Written task => Using the text on Gen Z and internet communities, explain why families and local communities will stay offline while intellectual and media cultures move online.

Excerpt =>
════════════════════

Gen z is the first generation of which a significant % of the population has more internet friends than ‘irl’ friends. This population is as or more engaged with internet communities as our grandfathers are with their ‘trad’ communities (church, neighborhood, sports clubs…).
The way this paradigm plays out is the emergence of a new plane of culture. Internet native communities will have distinct value systems, relationship graphs, leaders, governments, and economies that will, from time to time, intersect with the irl plane of culture. Families, local communities, broadly “touch based” cultures will remain irl while intellectual, media, broadly “idea based” cultures will spill online.
I see three obstacles that will need to be overcome before this paradigm becomes dominant:
- UX: the internet experience must be as responsive as the irl experience; watching a football game should produce similar quality stimuli in the stands or from your computer.

════════════════════

Dataset entries =>

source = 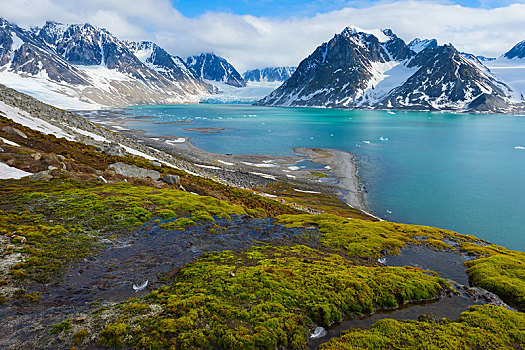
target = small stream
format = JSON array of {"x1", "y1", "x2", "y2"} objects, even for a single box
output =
[
  {"x1": 0, "y1": 227, "x2": 508, "y2": 349},
  {"x1": 0, "y1": 215, "x2": 311, "y2": 350},
  {"x1": 308, "y1": 246, "x2": 508, "y2": 349}
]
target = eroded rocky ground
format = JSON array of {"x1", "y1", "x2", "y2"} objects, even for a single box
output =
[{"x1": 0, "y1": 91, "x2": 525, "y2": 349}]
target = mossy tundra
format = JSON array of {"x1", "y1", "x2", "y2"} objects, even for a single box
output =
[{"x1": 0, "y1": 117, "x2": 525, "y2": 349}]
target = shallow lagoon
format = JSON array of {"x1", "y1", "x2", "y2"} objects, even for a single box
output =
[{"x1": 122, "y1": 104, "x2": 525, "y2": 250}]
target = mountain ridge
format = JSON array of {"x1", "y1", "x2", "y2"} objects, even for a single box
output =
[
  {"x1": 258, "y1": 27, "x2": 523, "y2": 113},
  {"x1": 0, "y1": 18, "x2": 215, "y2": 109}
]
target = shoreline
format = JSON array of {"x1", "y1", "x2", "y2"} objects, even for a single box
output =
[
  {"x1": 80, "y1": 111, "x2": 372, "y2": 220},
  {"x1": 294, "y1": 147, "x2": 370, "y2": 215}
]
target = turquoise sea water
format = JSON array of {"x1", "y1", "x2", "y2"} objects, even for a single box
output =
[{"x1": 124, "y1": 104, "x2": 525, "y2": 250}]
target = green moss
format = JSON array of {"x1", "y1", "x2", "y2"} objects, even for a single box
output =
[
  {"x1": 51, "y1": 320, "x2": 71, "y2": 334},
  {"x1": 98, "y1": 323, "x2": 129, "y2": 347},
  {"x1": 156, "y1": 209, "x2": 177, "y2": 220},
  {"x1": 21, "y1": 292, "x2": 42, "y2": 303},
  {"x1": 159, "y1": 218, "x2": 197, "y2": 230},
  {"x1": 462, "y1": 244, "x2": 525, "y2": 311},
  {"x1": 320, "y1": 305, "x2": 525, "y2": 350},
  {"x1": 278, "y1": 214, "x2": 479, "y2": 258},
  {"x1": 73, "y1": 329, "x2": 89, "y2": 344},
  {"x1": 97, "y1": 246, "x2": 448, "y2": 349}
]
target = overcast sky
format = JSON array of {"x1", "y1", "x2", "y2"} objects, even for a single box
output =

════════════════════

Output => Families and local communities are broadly "touch based" cultures, so they will remain in real life. Intellectual and media cultures are broadly "idea based," so they will spill online.